#### [TASK TO CARRY OUT]
The lines to extract run from the first line of the entries through the line that contains "113L226 118L230 126L223"; reproduce exactly those lines and no others.

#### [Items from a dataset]
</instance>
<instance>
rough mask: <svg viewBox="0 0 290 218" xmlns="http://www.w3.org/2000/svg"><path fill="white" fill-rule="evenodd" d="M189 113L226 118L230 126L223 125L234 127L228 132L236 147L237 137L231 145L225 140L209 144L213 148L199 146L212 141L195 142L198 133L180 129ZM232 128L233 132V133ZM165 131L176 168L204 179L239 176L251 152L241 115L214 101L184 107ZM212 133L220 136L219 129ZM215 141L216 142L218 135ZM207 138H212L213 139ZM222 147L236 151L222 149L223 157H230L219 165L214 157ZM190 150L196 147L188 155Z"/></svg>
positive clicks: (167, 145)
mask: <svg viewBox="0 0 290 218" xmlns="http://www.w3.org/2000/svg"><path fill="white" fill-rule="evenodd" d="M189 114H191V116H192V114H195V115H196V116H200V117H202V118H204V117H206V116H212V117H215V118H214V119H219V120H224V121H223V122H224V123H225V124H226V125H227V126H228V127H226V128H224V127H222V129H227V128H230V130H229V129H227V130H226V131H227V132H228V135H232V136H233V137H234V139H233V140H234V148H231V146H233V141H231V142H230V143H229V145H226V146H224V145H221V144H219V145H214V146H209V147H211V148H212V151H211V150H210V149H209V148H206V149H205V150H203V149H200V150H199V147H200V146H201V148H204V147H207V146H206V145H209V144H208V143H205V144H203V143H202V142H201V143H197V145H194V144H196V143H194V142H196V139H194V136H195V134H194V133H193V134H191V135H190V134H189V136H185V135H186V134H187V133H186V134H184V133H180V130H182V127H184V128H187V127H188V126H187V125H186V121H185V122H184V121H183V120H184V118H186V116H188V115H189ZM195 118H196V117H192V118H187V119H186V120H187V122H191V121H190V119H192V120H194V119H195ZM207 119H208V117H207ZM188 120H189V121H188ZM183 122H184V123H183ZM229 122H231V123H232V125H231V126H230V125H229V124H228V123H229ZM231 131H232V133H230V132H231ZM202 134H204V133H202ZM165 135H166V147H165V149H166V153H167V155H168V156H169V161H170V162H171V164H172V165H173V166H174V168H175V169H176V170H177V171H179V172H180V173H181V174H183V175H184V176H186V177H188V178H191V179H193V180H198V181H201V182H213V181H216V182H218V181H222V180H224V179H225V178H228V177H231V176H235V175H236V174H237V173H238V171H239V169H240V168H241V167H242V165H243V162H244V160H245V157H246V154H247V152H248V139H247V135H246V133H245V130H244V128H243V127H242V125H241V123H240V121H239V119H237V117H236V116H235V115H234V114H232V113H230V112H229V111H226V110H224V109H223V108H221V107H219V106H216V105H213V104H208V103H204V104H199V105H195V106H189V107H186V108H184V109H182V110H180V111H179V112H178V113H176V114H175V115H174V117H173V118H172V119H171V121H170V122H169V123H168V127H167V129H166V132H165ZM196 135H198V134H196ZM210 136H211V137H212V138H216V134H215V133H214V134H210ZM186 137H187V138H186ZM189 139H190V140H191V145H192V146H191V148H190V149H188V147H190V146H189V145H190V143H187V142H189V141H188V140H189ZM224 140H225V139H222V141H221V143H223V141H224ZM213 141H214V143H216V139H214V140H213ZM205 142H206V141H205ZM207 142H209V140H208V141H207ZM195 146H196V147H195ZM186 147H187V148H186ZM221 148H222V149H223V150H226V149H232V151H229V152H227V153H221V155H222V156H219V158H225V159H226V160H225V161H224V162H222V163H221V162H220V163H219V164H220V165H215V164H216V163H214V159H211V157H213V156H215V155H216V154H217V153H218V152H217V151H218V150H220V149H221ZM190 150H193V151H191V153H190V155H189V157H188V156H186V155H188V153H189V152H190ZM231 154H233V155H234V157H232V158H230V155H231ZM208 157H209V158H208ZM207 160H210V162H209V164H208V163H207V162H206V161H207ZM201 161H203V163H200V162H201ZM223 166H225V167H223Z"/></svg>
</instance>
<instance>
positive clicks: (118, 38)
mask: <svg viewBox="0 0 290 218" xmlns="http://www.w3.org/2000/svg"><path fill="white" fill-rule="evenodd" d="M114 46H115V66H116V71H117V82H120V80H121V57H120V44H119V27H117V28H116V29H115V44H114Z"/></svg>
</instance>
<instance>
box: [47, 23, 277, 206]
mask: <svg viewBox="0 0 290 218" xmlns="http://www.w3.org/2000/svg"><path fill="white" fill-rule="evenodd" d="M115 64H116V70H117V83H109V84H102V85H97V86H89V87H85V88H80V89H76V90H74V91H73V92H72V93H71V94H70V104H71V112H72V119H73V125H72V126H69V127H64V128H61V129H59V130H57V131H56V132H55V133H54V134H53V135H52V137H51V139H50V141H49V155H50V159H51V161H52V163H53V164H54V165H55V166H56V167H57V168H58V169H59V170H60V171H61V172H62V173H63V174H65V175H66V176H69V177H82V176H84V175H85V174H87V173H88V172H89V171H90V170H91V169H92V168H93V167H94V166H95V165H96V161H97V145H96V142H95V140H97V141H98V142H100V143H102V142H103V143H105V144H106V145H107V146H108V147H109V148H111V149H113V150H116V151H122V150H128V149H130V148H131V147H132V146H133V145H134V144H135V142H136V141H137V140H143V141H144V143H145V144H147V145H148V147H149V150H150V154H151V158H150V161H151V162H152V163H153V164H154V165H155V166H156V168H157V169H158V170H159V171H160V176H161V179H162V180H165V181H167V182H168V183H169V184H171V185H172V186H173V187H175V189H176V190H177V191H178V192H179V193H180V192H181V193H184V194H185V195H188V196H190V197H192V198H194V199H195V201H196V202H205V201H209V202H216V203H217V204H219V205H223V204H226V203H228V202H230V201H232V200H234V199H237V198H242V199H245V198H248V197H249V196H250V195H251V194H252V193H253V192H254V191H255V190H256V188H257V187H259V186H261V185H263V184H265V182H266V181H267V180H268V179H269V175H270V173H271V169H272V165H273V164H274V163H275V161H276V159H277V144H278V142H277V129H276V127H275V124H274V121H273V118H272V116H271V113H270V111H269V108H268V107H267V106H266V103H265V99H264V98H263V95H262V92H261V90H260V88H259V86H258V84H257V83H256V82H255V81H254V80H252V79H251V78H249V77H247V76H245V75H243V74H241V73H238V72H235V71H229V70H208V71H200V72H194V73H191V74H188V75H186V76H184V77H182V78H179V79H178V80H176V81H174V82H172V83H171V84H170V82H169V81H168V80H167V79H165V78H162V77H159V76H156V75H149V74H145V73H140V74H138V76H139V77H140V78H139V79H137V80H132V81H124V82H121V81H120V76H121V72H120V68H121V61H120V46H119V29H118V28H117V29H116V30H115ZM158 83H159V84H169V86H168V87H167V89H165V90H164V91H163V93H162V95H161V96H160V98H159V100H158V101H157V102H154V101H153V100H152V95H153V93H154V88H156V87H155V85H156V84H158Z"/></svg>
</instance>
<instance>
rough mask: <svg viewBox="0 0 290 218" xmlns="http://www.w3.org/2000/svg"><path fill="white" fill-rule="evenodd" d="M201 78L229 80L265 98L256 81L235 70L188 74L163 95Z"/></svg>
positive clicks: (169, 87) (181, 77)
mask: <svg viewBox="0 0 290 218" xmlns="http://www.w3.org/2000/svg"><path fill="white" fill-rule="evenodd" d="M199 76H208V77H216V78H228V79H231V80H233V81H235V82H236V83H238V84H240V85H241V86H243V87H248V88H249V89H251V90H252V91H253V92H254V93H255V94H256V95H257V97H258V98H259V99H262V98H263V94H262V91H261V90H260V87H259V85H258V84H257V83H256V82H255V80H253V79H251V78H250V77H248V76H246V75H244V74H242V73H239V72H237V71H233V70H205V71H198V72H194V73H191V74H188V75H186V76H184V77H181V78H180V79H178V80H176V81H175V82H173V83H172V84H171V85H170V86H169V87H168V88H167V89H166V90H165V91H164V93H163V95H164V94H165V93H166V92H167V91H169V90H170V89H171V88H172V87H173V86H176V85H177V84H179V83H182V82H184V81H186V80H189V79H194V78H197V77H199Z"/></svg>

#### [EXPECTED ANSWER]
</instance>
<instance>
rough mask: <svg viewBox="0 0 290 218" xmlns="http://www.w3.org/2000/svg"><path fill="white" fill-rule="evenodd" d="M189 113L226 118L230 126L223 125L234 127L228 132L236 147L237 137L231 145L225 140L209 144L213 148L199 146L212 141L195 142L198 133L180 129ZM232 128L233 132V133ZM165 131L176 168L204 179L239 176L251 152L241 115L214 101L184 107ZM212 133L220 136L219 129ZM215 141L216 142L218 135ZM207 138H212L213 139ZM222 147L236 151L222 149L223 157H230L219 165L214 157ZM190 150L196 147L188 155Z"/></svg>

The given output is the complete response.